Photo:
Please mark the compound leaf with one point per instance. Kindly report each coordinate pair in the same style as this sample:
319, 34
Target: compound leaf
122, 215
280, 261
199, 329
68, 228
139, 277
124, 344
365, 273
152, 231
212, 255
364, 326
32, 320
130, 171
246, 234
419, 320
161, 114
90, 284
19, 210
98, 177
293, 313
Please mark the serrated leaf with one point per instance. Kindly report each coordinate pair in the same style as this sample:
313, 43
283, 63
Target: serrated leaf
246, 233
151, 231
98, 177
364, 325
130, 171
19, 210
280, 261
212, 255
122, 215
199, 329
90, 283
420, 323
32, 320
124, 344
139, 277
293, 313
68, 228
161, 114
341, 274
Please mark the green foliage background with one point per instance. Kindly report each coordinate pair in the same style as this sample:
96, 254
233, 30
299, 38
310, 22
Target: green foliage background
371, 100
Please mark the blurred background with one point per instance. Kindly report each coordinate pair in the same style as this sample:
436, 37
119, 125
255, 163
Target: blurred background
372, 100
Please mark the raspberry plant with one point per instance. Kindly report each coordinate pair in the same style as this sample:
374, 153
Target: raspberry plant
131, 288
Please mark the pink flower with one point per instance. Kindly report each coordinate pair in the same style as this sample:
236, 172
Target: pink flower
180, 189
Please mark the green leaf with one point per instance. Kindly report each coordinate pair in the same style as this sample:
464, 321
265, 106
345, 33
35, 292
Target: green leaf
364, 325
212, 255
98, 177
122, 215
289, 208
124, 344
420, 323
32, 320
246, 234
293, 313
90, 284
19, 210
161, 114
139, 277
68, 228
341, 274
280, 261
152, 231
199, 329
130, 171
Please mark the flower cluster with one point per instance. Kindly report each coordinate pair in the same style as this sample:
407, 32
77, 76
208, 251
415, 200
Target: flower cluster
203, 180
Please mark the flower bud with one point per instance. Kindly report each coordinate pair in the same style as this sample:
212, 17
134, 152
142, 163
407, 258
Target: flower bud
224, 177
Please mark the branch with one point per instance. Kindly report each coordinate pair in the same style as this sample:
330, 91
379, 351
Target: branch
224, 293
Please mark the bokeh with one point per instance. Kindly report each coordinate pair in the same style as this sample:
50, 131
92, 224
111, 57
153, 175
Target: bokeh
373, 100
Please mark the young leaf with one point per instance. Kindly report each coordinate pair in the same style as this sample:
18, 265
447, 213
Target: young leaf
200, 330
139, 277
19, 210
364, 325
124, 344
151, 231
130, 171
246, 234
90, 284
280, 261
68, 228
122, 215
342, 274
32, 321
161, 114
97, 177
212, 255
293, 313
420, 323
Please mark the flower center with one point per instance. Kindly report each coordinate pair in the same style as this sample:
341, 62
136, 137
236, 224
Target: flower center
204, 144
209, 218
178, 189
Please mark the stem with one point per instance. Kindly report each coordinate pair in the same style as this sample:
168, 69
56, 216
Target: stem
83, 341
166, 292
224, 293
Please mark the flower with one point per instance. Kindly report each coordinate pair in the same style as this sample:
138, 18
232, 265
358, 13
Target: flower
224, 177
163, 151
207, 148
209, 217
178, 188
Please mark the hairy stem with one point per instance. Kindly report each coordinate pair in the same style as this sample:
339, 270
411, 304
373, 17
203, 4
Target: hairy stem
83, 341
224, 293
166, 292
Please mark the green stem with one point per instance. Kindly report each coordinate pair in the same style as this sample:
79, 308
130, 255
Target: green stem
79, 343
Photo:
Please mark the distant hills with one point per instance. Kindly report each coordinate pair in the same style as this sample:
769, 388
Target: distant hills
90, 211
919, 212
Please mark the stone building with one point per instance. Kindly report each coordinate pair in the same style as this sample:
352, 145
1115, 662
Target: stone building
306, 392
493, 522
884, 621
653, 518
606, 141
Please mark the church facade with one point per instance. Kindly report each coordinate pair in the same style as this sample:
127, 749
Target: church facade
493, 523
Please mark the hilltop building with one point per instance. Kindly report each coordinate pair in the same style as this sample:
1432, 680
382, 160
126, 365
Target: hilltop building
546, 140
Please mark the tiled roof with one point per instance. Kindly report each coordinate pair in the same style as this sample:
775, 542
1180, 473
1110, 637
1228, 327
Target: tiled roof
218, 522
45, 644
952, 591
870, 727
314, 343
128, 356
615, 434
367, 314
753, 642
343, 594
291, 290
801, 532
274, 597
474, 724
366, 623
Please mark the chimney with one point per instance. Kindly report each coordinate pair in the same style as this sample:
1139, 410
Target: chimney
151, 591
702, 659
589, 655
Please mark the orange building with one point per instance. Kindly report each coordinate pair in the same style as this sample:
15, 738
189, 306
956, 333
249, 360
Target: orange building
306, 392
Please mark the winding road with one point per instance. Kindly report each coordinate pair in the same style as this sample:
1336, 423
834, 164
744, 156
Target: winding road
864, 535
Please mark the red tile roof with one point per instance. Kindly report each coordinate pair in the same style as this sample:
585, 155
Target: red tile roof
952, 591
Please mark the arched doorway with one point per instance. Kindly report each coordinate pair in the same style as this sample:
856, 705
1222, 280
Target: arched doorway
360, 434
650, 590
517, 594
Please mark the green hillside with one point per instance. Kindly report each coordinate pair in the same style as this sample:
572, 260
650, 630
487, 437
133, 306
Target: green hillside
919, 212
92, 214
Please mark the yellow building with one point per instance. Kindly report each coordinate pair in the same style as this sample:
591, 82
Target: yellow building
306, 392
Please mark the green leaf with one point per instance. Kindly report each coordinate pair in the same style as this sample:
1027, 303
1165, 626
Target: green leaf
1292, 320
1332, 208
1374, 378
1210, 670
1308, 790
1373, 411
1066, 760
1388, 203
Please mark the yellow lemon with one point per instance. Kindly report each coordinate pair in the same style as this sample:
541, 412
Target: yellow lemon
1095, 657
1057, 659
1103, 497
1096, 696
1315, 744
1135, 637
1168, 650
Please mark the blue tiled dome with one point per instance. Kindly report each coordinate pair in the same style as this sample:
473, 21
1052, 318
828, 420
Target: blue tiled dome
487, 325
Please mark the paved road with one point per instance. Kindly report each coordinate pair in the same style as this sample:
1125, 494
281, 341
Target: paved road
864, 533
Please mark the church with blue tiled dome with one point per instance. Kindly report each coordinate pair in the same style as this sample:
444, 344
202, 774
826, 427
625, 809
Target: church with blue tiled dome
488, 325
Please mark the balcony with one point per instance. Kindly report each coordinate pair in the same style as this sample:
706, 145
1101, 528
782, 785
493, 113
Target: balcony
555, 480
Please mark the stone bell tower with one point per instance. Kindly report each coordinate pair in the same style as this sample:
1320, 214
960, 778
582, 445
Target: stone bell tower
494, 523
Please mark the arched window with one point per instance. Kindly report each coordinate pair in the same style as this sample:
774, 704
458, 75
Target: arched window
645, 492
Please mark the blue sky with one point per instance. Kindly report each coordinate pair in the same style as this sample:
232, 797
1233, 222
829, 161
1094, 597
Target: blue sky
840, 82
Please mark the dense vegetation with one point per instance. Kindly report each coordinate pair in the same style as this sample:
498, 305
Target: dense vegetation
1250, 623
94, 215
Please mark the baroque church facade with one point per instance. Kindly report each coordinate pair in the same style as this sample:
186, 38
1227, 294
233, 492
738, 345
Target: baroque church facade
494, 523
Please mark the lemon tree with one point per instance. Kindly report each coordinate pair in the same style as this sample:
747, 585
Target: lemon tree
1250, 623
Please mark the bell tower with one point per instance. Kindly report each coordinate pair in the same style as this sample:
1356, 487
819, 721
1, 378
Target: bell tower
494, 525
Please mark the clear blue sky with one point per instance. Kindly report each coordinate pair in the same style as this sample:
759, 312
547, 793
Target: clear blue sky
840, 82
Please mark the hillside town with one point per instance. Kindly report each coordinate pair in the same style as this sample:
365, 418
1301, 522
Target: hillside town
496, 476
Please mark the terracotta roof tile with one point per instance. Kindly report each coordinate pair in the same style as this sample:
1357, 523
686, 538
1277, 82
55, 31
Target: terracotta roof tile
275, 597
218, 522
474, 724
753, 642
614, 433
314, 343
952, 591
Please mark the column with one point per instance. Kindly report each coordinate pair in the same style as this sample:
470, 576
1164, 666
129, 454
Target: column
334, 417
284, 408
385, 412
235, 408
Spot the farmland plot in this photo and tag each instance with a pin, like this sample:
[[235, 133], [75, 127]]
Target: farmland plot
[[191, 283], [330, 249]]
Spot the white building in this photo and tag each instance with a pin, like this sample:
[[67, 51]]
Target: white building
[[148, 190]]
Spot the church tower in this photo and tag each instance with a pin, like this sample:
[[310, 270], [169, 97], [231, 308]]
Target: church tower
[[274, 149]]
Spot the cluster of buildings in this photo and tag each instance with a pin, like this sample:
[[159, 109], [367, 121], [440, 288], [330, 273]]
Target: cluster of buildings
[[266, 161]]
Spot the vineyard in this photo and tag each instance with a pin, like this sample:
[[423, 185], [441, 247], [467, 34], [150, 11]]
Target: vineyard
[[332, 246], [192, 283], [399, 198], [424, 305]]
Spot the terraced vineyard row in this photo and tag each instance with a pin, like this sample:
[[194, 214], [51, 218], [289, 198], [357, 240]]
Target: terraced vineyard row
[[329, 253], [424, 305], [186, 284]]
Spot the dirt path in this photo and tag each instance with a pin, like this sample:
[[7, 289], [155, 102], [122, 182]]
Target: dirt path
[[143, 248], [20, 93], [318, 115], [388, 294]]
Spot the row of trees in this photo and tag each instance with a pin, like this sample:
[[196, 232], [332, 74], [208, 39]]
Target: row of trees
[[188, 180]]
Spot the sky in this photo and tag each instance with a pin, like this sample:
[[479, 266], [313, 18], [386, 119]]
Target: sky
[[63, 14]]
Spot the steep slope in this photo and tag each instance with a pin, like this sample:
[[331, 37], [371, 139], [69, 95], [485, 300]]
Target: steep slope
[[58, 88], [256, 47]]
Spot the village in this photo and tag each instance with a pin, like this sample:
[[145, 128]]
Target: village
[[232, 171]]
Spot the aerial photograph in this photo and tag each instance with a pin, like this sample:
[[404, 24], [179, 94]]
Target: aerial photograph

◇ ◇ ◇

Exercise aim: Only lines with the word "aerial" are wanted; pull each of them from the records.

Solution below:
Spot the aerial photograph in this photo and tag each instance with a pin, like this sample:
Target: aerial photograph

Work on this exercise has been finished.